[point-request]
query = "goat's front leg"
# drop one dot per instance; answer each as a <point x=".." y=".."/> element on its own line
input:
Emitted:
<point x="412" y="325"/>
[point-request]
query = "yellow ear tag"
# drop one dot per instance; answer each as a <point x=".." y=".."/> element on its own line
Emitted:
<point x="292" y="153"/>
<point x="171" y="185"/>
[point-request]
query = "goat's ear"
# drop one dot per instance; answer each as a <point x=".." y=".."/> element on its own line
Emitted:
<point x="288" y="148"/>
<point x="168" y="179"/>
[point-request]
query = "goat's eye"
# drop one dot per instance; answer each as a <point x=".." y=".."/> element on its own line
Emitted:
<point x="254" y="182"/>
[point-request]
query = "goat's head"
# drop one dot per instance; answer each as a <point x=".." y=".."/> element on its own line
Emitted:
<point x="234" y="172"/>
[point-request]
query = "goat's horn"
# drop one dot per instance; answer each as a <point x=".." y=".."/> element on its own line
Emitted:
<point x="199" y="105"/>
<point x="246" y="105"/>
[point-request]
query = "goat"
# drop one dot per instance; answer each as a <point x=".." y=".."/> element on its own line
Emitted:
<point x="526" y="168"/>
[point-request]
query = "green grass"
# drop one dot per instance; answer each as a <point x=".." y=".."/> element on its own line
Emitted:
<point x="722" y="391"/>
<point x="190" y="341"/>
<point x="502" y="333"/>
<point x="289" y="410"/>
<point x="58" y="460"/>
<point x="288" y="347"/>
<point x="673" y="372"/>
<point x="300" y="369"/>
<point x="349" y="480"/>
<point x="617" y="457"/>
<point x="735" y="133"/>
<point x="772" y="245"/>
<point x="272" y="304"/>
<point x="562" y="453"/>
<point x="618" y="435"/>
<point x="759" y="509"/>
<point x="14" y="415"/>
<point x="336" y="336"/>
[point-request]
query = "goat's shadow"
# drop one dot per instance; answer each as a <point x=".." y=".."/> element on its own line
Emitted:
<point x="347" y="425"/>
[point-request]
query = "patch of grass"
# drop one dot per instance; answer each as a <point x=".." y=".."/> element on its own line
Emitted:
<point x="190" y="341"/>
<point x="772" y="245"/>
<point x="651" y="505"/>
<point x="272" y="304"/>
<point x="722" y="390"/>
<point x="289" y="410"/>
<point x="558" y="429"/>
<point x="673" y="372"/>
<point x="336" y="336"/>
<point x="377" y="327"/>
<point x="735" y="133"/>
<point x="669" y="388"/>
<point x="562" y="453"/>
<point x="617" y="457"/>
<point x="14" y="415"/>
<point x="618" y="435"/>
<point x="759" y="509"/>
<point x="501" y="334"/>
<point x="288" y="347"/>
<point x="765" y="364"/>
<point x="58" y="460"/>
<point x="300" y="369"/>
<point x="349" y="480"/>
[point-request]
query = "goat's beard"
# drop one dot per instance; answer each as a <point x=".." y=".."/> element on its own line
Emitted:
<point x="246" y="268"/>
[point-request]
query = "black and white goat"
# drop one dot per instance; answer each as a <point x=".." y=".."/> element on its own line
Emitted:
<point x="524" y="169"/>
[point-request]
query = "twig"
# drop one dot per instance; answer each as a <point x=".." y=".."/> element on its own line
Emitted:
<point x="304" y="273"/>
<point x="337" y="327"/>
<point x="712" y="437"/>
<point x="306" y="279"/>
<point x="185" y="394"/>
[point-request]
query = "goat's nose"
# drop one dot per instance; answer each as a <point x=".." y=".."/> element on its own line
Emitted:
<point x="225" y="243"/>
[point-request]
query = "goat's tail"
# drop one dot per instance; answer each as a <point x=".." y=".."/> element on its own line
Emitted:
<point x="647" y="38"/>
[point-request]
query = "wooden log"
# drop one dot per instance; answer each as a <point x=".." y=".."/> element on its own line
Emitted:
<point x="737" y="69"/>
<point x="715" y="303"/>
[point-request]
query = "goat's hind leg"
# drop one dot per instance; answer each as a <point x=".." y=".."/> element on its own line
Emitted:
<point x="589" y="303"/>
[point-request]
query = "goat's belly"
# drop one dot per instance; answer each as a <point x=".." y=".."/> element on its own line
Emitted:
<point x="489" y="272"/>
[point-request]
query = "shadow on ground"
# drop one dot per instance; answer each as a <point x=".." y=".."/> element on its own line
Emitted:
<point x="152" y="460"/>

### Task directions:
For this exercise, copy each line from the listing above that has the word "shadow".

### Exercise answer:
query = "goat's shadow"
query = "shadow on ground"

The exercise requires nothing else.